Dataset rows on where objects appear in a photo:
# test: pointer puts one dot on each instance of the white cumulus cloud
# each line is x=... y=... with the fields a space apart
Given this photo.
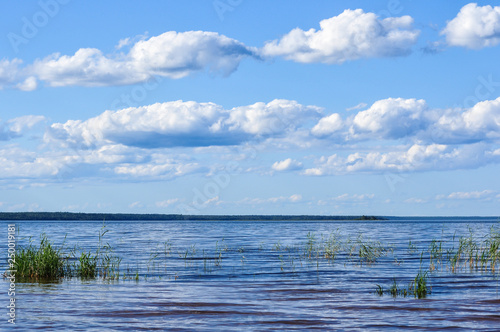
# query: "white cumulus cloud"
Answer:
x=474 y=27
x=392 y=118
x=287 y=165
x=351 y=35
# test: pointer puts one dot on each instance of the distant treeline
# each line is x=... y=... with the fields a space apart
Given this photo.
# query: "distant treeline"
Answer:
x=167 y=217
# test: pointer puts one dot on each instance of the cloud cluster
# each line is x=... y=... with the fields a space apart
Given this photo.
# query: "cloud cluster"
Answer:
x=16 y=127
x=183 y=124
x=474 y=27
x=351 y=35
x=171 y=139
x=171 y=54
x=433 y=157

> [What is asked]: Please render every line of the listing above as a numbered list, omitting blank lines and the pictures.

> [Written solution]:
1. # test: pointer puts one dot on each instance of the white cumulus cloud
2. # each line is x=... y=... with the fields a space apart
3. Given this photo.
4. # query: "white cumulus cloud"
5. Answer:
6. x=474 y=27
7. x=392 y=118
8. x=287 y=165
9. x=351 y=35
10. # test: pointer puts one dot on each instance of the distant treeline
11. # each line is x=... y=... with the fields a space apart
12. Given this photo.
13. # query: "distant treeline"
14. Answer:
15. x=167 y=217
16. # test: pointer puts one dot on each instance of the cloud cluster
17. # each line is x=... y=... with the fields a space apart
18. Given this photo.
19. # query: "cloud cluster"
20. Answer:
21. x=16 y=127
22. x=183 y=124
23. x=474 y=27
24. x=351 y=35
25. x=171 y=139
26. x=171 y=54
27. x=433 y=157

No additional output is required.